_WHAT TO WORK ON_
Look at every line of the material and count the ones holding the word "before". The answer is the number only.

════════════════════

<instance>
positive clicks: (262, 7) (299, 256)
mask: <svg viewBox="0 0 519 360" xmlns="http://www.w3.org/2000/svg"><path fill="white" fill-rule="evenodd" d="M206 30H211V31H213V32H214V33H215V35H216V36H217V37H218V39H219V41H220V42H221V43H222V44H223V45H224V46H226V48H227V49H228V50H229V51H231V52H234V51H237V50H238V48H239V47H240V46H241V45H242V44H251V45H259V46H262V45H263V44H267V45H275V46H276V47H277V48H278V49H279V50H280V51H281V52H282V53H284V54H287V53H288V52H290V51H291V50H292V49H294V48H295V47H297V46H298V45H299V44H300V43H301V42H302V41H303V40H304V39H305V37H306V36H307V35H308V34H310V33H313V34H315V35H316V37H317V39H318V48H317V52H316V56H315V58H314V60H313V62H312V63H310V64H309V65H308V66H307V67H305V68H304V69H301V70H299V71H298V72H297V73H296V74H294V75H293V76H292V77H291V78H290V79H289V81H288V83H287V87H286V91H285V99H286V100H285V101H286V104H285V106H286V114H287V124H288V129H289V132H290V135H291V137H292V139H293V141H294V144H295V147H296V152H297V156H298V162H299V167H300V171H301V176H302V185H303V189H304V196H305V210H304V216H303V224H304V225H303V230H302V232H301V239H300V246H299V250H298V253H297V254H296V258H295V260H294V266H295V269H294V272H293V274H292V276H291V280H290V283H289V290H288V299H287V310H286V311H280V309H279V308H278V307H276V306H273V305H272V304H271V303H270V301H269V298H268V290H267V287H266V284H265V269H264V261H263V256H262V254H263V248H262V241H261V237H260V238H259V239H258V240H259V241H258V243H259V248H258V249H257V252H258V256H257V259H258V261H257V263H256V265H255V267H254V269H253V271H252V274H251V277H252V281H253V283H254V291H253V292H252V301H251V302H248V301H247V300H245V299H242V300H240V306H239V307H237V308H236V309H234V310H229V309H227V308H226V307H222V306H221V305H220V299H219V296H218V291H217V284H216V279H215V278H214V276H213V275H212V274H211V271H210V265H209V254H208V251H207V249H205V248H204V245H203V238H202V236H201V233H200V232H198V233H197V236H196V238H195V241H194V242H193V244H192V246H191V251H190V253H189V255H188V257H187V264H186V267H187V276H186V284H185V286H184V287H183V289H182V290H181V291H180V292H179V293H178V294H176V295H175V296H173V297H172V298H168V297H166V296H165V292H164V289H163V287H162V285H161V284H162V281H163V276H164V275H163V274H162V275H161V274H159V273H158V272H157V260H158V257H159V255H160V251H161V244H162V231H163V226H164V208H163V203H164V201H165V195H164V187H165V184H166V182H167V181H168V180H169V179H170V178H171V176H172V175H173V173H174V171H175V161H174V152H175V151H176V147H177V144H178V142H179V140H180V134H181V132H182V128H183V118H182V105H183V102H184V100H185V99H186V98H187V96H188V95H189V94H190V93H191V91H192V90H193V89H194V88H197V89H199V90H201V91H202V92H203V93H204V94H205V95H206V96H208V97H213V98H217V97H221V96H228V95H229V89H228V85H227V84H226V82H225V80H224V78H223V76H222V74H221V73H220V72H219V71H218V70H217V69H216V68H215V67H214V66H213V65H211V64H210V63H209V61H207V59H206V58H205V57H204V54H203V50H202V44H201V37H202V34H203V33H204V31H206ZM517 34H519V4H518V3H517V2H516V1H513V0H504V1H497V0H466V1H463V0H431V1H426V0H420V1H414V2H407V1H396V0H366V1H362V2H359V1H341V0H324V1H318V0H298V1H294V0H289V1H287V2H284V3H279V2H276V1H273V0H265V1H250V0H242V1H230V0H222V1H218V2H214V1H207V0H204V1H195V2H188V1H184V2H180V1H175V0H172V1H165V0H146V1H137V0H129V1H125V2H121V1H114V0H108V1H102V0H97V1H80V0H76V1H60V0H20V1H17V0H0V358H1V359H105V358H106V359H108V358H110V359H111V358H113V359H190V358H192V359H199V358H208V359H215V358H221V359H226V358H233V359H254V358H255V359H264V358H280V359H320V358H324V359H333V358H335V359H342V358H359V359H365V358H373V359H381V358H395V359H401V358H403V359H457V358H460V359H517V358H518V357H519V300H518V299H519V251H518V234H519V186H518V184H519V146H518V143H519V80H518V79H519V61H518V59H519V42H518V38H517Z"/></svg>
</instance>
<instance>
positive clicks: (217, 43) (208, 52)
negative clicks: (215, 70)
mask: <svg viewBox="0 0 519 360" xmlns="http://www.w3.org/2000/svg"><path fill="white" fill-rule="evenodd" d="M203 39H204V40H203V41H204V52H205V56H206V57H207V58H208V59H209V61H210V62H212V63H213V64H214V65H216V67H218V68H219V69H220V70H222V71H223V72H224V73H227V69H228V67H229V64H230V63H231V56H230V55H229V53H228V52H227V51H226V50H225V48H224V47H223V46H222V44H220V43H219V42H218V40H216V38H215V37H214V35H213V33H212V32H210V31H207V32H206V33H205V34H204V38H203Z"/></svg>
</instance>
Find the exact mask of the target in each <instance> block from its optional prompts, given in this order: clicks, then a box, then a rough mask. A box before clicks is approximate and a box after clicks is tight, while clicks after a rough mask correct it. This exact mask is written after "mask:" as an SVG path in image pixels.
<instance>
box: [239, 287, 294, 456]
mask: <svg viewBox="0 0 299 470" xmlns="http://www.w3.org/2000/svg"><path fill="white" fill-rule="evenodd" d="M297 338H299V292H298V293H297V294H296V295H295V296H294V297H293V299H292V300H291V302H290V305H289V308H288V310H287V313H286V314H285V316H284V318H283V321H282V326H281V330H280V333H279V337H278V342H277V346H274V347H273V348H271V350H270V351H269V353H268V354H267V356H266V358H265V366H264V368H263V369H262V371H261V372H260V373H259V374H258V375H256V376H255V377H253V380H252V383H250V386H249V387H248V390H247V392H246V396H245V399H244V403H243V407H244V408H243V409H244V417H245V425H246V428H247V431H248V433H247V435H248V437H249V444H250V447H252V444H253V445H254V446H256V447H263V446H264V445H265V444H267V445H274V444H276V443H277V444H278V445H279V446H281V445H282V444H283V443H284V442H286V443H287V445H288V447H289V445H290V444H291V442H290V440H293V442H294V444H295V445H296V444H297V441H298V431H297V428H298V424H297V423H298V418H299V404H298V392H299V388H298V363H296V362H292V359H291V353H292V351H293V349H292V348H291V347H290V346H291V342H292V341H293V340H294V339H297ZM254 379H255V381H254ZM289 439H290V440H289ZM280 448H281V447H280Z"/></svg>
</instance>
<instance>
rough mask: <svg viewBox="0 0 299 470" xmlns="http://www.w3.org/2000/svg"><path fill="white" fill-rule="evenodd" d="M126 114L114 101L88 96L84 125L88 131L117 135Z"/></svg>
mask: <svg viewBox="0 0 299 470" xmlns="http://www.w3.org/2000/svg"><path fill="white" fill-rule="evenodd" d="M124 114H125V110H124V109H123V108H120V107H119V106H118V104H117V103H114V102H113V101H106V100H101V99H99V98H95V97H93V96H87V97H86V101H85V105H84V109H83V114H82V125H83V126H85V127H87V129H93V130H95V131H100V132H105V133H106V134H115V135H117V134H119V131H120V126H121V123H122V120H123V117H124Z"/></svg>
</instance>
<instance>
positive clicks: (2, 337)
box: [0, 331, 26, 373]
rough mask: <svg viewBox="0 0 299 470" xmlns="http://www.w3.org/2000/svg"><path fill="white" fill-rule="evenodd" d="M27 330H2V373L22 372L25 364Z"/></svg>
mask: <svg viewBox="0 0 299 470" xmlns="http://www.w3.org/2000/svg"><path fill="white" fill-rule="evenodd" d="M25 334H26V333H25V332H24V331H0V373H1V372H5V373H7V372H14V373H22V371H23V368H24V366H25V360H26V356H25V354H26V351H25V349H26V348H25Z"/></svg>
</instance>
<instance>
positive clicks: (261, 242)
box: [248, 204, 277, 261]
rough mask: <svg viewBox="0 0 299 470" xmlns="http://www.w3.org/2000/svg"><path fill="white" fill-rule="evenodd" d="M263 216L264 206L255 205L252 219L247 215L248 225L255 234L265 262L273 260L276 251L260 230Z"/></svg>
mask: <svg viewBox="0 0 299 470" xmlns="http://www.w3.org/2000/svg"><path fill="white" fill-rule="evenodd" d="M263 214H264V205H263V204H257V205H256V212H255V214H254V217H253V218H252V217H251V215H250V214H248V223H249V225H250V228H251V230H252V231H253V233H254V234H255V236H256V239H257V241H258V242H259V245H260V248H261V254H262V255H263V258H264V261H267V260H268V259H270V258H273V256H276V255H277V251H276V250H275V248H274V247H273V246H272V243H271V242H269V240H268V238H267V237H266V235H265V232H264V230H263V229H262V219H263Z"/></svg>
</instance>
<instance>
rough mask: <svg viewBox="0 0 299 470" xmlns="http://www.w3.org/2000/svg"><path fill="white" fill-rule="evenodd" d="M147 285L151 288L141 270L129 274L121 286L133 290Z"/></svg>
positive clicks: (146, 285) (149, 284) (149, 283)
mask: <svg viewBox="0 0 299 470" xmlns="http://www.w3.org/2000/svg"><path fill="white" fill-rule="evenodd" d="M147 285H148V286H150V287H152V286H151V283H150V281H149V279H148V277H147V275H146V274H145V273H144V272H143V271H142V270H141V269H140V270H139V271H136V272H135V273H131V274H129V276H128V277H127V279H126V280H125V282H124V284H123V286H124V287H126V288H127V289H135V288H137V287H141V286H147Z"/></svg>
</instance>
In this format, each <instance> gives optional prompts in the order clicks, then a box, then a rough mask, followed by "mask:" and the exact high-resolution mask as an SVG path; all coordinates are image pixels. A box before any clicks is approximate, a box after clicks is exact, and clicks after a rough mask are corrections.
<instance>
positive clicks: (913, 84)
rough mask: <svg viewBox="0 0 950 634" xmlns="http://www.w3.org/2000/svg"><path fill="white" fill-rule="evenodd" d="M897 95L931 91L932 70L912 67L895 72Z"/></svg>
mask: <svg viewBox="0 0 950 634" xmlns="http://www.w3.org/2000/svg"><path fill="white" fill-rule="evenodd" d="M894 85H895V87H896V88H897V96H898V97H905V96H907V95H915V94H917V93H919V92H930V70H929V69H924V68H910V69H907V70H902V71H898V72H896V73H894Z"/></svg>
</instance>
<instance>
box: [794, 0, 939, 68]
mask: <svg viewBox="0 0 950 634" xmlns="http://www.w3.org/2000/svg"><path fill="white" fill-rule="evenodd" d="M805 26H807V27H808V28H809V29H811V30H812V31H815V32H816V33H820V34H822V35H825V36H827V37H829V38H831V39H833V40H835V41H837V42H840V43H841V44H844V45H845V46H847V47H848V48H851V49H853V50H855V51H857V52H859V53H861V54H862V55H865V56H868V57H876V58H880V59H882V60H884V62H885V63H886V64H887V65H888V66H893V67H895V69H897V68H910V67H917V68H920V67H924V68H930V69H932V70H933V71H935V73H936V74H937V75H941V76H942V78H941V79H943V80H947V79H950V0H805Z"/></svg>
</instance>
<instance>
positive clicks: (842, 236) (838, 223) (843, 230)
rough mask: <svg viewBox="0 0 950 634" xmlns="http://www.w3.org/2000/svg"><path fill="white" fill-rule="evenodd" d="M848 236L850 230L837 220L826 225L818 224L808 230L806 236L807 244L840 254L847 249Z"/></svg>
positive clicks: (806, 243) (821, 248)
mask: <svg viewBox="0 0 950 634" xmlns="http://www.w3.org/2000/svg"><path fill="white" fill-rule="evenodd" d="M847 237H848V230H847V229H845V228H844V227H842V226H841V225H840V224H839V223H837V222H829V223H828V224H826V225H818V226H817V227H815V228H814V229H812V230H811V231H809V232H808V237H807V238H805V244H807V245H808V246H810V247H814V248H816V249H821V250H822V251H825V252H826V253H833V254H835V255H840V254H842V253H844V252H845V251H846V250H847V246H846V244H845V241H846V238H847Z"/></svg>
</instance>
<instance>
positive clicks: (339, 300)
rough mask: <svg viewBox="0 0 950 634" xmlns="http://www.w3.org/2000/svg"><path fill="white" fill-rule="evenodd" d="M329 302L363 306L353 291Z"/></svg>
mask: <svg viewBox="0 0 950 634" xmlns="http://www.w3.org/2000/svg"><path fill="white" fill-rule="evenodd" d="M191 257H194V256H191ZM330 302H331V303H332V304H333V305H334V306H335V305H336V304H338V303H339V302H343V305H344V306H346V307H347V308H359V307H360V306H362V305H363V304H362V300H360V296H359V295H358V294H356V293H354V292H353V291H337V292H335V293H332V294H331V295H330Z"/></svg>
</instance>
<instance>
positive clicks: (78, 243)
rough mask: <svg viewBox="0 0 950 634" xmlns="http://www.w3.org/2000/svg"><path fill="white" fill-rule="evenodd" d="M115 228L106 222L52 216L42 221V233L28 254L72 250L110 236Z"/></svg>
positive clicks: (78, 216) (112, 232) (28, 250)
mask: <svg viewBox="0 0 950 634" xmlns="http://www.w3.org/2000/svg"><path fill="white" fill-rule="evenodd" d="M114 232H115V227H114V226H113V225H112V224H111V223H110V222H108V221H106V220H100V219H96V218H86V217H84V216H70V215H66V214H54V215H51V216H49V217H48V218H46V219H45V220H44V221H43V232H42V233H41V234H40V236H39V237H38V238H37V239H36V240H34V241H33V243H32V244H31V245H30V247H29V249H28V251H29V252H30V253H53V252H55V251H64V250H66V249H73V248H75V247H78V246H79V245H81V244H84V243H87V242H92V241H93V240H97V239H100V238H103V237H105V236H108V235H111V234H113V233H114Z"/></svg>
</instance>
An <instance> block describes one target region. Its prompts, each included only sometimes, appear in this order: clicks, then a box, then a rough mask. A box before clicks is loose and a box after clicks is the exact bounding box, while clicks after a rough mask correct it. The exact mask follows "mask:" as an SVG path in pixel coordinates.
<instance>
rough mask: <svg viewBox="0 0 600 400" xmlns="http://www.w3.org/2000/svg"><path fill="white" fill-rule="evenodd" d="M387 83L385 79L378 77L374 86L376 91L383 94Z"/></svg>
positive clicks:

════════════════════

_WRITTEN RESPONSE_
3